> _Exercise_: Treat the line containing "tire is clearly" as the first line of the answer and the last line of the data as its final line, reproducing every line between exactly.
-------
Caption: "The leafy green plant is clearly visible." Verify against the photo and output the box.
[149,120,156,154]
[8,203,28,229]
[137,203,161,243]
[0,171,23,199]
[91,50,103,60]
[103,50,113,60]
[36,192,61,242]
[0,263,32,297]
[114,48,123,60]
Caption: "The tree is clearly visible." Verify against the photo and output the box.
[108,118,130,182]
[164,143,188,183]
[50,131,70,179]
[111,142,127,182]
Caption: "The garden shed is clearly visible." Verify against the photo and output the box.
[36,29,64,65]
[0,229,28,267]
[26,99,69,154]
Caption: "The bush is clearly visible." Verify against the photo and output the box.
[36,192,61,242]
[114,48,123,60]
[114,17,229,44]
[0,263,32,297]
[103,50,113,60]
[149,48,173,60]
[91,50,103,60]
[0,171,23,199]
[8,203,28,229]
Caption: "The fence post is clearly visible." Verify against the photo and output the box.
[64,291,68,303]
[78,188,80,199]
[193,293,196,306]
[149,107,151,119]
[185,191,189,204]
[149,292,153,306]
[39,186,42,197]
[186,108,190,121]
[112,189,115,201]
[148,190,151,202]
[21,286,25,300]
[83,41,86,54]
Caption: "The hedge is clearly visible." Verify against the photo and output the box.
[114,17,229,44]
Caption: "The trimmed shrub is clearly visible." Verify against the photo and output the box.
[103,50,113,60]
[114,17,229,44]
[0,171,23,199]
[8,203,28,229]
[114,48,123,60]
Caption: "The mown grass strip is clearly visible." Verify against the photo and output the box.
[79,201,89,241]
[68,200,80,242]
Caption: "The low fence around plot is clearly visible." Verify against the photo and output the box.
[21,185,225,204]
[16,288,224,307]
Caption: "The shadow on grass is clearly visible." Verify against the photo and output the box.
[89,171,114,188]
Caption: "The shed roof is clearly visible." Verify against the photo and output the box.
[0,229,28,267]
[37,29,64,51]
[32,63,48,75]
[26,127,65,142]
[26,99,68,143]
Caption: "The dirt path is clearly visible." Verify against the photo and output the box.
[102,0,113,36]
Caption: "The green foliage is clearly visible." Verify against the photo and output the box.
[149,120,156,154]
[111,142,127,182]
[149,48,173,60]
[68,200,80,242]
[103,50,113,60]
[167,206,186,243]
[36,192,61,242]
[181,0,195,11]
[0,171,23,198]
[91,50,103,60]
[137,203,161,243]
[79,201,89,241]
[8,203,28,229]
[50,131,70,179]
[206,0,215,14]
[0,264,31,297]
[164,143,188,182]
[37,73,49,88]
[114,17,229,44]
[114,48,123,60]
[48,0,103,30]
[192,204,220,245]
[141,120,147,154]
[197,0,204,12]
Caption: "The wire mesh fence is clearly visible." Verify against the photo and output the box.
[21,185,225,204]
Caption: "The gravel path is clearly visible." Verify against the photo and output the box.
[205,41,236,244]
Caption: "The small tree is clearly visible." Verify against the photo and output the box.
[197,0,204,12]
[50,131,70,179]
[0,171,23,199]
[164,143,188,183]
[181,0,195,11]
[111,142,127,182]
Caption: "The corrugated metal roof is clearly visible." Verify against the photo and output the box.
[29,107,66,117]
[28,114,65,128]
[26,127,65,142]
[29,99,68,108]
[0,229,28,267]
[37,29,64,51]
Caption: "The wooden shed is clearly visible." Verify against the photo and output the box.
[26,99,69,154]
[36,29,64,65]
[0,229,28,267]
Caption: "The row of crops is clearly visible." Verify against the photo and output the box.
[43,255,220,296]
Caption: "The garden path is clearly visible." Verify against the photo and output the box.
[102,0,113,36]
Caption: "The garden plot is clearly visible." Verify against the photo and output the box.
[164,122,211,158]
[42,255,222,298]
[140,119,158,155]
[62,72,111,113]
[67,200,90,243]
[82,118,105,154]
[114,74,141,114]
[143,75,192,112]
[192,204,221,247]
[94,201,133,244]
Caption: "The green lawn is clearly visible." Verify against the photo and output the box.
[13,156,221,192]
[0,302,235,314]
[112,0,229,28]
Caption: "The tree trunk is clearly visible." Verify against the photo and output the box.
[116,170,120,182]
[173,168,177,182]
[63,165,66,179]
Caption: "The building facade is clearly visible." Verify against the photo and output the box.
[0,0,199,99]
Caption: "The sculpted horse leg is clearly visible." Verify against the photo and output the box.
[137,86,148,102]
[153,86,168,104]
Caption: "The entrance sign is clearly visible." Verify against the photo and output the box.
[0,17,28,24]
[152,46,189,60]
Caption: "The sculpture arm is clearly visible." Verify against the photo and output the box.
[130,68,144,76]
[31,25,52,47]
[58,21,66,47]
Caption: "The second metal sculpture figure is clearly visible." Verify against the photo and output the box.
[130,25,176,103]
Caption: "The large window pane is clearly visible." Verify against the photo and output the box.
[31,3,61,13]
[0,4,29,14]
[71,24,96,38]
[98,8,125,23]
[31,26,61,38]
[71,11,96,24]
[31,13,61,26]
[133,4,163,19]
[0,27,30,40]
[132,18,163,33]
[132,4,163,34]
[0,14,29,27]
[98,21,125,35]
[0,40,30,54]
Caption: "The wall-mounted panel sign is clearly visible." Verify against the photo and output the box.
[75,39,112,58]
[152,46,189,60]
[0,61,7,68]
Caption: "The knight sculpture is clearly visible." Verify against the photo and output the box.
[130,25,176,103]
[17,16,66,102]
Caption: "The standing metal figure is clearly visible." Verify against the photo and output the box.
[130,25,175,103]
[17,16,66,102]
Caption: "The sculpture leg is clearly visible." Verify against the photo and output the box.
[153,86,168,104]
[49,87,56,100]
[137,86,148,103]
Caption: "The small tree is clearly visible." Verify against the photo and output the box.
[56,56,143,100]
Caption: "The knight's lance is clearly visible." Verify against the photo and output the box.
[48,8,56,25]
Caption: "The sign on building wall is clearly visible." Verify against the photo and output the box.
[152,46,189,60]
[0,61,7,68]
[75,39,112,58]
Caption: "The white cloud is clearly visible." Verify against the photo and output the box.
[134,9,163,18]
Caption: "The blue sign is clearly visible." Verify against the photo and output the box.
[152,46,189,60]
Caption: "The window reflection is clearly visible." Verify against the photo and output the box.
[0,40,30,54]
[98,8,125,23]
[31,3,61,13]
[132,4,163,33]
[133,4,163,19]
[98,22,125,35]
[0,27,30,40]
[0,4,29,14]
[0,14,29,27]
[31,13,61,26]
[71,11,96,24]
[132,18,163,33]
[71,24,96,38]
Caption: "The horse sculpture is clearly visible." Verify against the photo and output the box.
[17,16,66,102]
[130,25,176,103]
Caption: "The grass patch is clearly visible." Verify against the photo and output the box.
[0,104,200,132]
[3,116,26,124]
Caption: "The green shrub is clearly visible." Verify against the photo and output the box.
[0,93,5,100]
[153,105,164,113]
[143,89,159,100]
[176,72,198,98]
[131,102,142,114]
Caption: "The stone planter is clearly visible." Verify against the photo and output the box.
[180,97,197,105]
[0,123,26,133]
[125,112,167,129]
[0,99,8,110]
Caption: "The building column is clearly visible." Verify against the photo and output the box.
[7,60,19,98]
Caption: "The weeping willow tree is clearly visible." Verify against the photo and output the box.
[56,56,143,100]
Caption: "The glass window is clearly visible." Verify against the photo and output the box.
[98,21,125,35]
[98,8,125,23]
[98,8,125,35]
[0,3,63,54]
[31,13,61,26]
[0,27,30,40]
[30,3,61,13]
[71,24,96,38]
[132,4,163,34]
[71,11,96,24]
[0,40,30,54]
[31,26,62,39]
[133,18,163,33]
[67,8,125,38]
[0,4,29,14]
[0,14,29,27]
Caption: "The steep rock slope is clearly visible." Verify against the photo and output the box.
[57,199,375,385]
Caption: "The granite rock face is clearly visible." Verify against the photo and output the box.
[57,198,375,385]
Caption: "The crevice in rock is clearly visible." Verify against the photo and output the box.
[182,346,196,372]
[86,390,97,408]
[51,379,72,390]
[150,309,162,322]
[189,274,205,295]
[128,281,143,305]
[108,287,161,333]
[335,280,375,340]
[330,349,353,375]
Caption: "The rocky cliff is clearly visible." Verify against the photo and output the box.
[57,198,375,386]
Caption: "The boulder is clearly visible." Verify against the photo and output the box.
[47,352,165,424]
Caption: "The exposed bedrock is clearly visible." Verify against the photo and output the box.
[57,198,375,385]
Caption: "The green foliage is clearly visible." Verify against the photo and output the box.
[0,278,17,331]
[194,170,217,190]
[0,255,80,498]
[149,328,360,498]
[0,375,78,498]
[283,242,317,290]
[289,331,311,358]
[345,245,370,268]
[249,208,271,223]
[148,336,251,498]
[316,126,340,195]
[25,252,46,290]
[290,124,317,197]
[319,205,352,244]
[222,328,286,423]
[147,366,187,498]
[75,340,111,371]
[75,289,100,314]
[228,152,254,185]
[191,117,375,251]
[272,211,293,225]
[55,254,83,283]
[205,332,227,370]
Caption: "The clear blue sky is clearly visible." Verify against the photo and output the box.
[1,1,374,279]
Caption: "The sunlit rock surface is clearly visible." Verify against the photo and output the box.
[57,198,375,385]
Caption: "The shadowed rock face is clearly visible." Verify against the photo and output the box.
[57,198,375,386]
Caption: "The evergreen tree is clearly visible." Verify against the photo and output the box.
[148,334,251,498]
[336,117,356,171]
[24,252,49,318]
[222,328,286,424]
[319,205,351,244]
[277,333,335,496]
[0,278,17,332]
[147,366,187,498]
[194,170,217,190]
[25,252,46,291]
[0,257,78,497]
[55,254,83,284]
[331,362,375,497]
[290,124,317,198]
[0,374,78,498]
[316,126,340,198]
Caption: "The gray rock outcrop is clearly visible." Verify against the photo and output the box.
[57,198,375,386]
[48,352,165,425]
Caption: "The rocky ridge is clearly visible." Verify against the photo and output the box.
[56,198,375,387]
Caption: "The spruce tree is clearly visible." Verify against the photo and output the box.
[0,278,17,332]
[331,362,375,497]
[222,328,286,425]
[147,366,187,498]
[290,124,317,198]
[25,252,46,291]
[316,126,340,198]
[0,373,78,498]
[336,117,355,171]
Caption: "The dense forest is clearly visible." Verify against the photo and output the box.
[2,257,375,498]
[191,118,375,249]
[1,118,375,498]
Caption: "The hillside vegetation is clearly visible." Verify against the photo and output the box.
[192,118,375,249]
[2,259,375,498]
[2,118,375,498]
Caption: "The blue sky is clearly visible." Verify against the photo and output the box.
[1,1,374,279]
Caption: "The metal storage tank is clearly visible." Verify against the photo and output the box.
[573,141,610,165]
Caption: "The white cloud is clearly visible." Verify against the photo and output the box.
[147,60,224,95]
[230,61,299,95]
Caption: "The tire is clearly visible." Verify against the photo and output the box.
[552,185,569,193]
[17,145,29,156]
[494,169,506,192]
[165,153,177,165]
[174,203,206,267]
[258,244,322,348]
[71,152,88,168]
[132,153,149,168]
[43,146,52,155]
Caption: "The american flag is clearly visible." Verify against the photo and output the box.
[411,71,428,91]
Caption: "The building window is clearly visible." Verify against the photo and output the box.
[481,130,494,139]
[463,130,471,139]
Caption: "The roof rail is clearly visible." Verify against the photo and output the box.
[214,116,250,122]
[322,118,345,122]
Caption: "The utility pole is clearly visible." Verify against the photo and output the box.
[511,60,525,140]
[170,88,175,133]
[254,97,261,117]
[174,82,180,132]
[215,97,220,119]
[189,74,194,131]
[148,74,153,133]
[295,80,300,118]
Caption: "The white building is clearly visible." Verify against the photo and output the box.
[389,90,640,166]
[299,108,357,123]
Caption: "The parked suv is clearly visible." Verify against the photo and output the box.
-------
> _Output for this task_:
Caption: "The tire is clearly visible." Verify against the photo and output the box.
[552,185,569,193]
[17,145,29,156]
[494,169,506,192]
[165,153,177,165]
[174,203,206,267]
[258,244,322,348]
[71,152,88,168]
[132,153,149,168]
[43,146,52,155]
Caption: "The american flag is clearly visible." Verify against the photo and output the box.
[411,71,428,91]
Caption: "The building window is clearly visible." Verify against the photo and output the box.
[481,130,494,139]
[463,130,471,139]
Caption: "The roof rail is clearly visible." Verify against the photo and output the box.
[214,116,250,122]
[322,118,345,122]
Caption: "The utility pole is clearly visible." Verify against the photo and output the box.
[511,60,525,140]
[170,88,175,133]
[254,97,261,117]
[174,82,180,132]
[215,97,220,119]
[189,74,194,131]
[148,74,153,133]
[295,80,300,118]
Caption: "The white building is clearly visible." Verify against the photo and output the box.
[389,90,640,166]
[299,108,357,123]
Caption: "The parked suv is clearly visible." Verify against the photo and output the box.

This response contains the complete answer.